▼

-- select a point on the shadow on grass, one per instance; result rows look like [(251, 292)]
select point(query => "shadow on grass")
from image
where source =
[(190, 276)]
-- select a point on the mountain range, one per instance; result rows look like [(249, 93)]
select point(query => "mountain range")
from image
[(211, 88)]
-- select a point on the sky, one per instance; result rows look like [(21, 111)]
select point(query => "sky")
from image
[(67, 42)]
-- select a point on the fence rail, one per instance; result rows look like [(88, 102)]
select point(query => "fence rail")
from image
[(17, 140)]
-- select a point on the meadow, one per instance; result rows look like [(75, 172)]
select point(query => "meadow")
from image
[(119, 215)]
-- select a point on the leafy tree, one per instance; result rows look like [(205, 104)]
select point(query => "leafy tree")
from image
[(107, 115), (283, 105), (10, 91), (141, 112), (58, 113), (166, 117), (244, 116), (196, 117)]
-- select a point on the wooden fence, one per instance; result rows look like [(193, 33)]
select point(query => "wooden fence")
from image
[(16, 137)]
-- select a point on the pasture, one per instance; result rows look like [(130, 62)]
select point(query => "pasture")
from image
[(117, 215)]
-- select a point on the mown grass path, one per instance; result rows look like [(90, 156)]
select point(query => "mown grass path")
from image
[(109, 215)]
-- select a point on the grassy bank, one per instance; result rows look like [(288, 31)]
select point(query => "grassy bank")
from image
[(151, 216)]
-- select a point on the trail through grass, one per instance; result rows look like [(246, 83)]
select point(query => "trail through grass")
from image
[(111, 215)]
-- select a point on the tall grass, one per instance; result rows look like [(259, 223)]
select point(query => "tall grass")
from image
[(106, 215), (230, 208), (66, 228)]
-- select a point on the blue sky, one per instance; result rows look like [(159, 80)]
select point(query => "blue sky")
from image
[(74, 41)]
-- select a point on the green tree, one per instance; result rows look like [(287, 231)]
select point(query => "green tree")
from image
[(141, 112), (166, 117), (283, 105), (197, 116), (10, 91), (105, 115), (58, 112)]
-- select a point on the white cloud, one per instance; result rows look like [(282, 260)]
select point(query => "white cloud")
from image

▲

» **What to work on**: Reproduce all of the data above line for line, changing no character.

» **Task result**:
-- select a point on the shadow on grass, one per instance; result rows look like [(251, 292)]
select point(query => "shadow on grass")
from image
where source =
[(190, 276)]
-- select a point on the mountain range, one per instance; result rows look like [(249, 93)]
select point(query => "mountain range")
from image
[(211, 88)]
-- select a point on the sky, one per instance; result rows look like [(21, 111)]
select point(query => "sky")
from image
[(67, 42)]
-- select a point on the fence rail, one per instance; result rows look like [(88, 102)]
select point(query => "fence rail")
from image
[(17, 140)]
-- select a point on the meadow, one per instance; result rows look like [(75, 172)]
select point(query => "meadow")
from image
[(119, 215)]
-- select a point on the leafy tree, one per instance; result rows look like [(205, 104)]
select point(query => "leafy tree")
from image
[(107, 115), (283, 105), (10, 91), (141, 112), (58, 113), (166, 117), (244, 116), (196, 117)]
-- select a point on the wooden fence, one per instance; result rows look like [(193, 33)]
select point(query => "wooden fence")
from image
[(16, 137)]
-- select a point on the pasture, one per instance; result rows look like [(130, 62)]
select point(query => "pasture")
from image
[(117, 215)]
-- select a point on the mown grass path, one per instance; result rows look like [(90, 156)]
select point(query => "mown grass path")
from image
[(109, 215)]
-- select a point on the grassy bank, one per instance; result rows look like [(288, 31)]
select point(query => "grassy bank")
from image
[(151, 216)]
-- select a point on the trail through grass, one per instance; result rows look like [(246, 83)]
select point(query => "trail through grass")
from image
[(111, 215)]
-- select a point on the tall grass, one per instance; result rows look like [(259, 223)]
select point(query => "tall grass")
from image
[(106, 215), (230, 208), (66, 228)]
-- select a point on the blue sky, one per instance; result rows look like [(159, 80)]
select point(query => "blue sky")
from image
[(74, 41)]
-- select a point on the green tree, one per instance; result rows look like [(287, 231)]
select point(query => "green tree")
from image
[(141, 112), (166, 117), (283, 105), (197, 116), (10, 91), (105, 115), (58, 112)]
-- select a point on the white cloud, one per instance; result rows look like [(282, 260)]
select point(query => "white cloud")
from image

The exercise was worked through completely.